TEXT SHOWN ▸
___
Finance & Economy

The Most Insightful Hour in CRE Part 22 with Dr. Peter Linneman

July 9, 2025

The Most Insightful Hour in CRE Part 22 with Dr. Peter Linneman

Dr. Peter Linneman

Leading Economist, Professor Emeritus, The Wharton School of Business

In our 22nd conversation on the Walker Webcast, I sat down with my friend and longtime collaborator, Dr. Peter Linneman, economist, Wharton professor emeritus, and author of the Linneman Letter. This conversation, as always, delivered the most insightful hour in commercial real estate.

A new mood in the room

At a recent private gathering honoring the late Sam Zell, Peter hosted a roundtable of top real estate minds. The sentiment was noticeably shifted from last year: banks are returning to the market, Class A office—especially in Manhattan—is seeing increased leasing and financing interest, and high-net-worth developers with long-term horizons are stepping into the development void.

Office clarity and the DC effect

Peter and I discussed the federal government's role in D.C.'s resurgence. Despite a decline in federal headcount, back-to-office mandates have driven both multifamily and office demand in the capital. Office occupancy in D.C. is up 600 basis points from a year ago, although it still lags behind Texas markets. The takeaway: where people are required to be physically present, real estate follows.

Rates, inflation, and the Fed's overcorrection

We delved into CPI data, stripping out flawed owner-equivalent rent metrics to reveal a more accurate inflation rate of 1.5 percent. Peter argues convincingly that, with supply chains normalized and the money supply stable, inflation has returned to pre-COVID norms. He projects the Fed should lower the short rate to 2.25–2.50 percent, and we made another friendly wager—this time over a pair of sneakers—on whether we’ll see 100 bps in rate cuts by year-end.

Energy’s unexpected tailwind

One underappreciated boost to GDP? Oil prices. Despite geopolitical turmoil and tight global supply, oil prices have hovered around $65–$70 per barrel, largely due to record U.S. production and rising output from non-OPEC nations, such as Guyana. As Peter noted, the U.S. is now producing nearly 14 million barrels per day, the highest output ever recorded by any country. This energy abundance offsets the economic drag of rising tariffs, creating a powerful tailwind for growth. Twenty years ago, an event like the bombing of Iran’s oil infrastructure would have spiked prices above $150. Today, it barely registers. That’s a structural advantage worth paying attention to.
___
DATA UNDER STUDY ▸
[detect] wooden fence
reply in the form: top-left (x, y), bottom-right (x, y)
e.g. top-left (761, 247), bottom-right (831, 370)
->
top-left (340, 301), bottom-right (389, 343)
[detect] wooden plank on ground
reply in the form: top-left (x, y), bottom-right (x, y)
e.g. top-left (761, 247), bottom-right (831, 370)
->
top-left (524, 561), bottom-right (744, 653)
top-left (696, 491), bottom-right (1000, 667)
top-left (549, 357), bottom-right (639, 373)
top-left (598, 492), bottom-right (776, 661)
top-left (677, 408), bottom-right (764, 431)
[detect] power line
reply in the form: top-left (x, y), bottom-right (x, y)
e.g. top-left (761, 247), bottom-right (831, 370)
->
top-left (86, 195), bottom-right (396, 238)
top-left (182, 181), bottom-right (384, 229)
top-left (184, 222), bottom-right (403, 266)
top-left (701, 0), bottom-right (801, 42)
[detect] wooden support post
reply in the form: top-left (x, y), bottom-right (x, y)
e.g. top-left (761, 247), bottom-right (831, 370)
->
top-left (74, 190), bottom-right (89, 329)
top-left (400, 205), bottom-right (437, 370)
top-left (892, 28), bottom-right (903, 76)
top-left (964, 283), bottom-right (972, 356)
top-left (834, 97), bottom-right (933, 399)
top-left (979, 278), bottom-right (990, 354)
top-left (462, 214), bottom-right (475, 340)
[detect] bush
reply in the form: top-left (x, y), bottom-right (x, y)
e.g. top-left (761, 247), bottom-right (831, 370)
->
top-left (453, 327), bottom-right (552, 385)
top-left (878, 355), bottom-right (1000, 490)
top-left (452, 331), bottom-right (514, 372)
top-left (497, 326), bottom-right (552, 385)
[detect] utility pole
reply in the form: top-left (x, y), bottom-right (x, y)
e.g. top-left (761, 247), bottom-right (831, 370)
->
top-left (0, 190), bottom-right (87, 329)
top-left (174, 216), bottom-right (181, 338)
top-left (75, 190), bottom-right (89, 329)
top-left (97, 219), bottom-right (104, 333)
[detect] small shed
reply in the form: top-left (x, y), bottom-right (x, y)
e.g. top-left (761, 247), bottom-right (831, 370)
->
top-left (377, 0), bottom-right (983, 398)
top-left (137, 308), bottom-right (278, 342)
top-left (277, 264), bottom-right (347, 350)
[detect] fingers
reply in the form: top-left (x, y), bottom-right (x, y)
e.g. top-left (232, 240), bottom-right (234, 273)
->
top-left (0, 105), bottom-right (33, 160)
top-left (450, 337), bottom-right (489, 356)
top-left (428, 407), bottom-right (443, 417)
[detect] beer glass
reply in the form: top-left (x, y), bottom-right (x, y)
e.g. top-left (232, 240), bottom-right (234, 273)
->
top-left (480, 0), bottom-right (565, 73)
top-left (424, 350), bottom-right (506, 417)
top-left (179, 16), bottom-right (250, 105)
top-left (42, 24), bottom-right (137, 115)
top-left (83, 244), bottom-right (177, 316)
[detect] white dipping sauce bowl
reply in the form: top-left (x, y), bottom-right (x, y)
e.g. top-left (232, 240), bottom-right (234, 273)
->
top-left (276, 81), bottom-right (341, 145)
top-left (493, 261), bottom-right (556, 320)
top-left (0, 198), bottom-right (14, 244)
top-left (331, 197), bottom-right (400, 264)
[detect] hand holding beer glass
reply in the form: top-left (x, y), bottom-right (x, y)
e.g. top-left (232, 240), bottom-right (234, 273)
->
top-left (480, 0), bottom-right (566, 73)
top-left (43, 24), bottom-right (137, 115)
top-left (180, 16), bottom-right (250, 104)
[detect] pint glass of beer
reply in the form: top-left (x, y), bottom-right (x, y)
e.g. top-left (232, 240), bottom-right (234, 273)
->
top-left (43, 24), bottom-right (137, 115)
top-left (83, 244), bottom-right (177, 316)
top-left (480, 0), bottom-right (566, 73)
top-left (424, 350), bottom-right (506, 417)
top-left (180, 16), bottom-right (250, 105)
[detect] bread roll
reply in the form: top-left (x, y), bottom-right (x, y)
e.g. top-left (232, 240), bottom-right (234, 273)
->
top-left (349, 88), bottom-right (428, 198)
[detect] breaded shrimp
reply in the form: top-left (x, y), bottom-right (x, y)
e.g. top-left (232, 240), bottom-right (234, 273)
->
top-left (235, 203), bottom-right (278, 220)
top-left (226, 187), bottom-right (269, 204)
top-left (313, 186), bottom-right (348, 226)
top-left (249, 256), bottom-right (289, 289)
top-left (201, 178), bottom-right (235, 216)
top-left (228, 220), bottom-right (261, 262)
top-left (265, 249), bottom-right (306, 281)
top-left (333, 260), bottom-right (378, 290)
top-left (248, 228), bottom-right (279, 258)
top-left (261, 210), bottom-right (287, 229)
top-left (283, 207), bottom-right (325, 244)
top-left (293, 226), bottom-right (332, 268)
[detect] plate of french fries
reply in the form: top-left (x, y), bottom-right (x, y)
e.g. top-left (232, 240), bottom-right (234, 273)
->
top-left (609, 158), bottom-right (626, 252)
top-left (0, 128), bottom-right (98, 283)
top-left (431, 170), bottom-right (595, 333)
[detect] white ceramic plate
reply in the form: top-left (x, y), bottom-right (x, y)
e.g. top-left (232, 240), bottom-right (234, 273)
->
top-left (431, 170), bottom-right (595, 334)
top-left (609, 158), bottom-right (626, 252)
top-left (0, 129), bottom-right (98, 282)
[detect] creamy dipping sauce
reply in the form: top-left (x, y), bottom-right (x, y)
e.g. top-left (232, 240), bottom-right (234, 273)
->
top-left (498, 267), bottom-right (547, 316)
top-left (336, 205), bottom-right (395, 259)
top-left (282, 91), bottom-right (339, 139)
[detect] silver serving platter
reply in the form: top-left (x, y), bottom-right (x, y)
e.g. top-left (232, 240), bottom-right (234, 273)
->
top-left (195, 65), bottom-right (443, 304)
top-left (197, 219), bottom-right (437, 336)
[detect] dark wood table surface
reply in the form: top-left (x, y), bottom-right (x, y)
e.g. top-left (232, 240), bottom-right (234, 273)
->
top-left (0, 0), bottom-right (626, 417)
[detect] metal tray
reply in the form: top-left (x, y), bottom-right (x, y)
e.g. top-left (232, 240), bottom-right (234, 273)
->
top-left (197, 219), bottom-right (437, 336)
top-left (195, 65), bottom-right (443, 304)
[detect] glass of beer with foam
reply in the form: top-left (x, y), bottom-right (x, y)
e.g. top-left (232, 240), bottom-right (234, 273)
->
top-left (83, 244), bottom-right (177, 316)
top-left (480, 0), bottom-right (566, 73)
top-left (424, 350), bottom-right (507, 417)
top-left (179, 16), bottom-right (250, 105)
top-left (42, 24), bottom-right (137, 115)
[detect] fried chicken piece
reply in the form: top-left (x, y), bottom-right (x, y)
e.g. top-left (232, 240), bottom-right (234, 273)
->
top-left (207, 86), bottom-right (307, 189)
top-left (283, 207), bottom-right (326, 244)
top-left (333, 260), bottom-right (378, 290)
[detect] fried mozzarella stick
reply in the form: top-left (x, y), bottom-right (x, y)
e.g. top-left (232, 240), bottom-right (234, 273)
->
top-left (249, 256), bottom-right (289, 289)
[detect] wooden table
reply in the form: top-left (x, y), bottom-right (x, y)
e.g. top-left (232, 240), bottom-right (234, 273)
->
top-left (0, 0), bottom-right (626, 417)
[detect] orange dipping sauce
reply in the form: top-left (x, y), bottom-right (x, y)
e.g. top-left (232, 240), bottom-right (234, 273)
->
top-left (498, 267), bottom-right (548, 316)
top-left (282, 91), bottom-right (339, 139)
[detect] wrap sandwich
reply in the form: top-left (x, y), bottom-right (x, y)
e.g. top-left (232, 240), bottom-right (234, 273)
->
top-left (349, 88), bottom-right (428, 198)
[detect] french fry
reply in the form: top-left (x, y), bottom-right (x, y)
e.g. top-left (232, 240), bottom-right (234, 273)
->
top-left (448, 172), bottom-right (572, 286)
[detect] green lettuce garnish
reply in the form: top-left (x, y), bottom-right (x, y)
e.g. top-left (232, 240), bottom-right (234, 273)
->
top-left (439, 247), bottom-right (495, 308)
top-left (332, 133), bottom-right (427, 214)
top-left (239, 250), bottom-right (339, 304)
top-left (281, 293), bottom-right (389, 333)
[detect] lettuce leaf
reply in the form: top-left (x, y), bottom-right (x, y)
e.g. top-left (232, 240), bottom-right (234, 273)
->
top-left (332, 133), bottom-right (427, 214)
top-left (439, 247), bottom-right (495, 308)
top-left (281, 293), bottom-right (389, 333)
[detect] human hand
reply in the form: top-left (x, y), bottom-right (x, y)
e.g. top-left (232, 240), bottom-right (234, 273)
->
___
BRIEF A ▸ In the Linneman webcast recap, translate this sentence into Spanish: "The takeaway: where people are required to be physically present, real estate follows."
BRIEF B ▸ According to the Linneman webcast recap, how much oil is the U.S. now producing per day?
BRIEF C ▸ List every section heading in the Linneman webcast recap that comes after the opening paragraph.

SOLUTION A ▸ La conclusión: donde se exige que las personas estén físicamente presentes, el sector inmobiliario las sigue.

SOLUTION B ▸ Nearly 14 million barrels per day.

SOLUTION C ▸
- A new mood in the room
- Office clarity and the DC effect
- Rates, inflation, and the Fed's overcorrection
- Energy's unexpected tailwind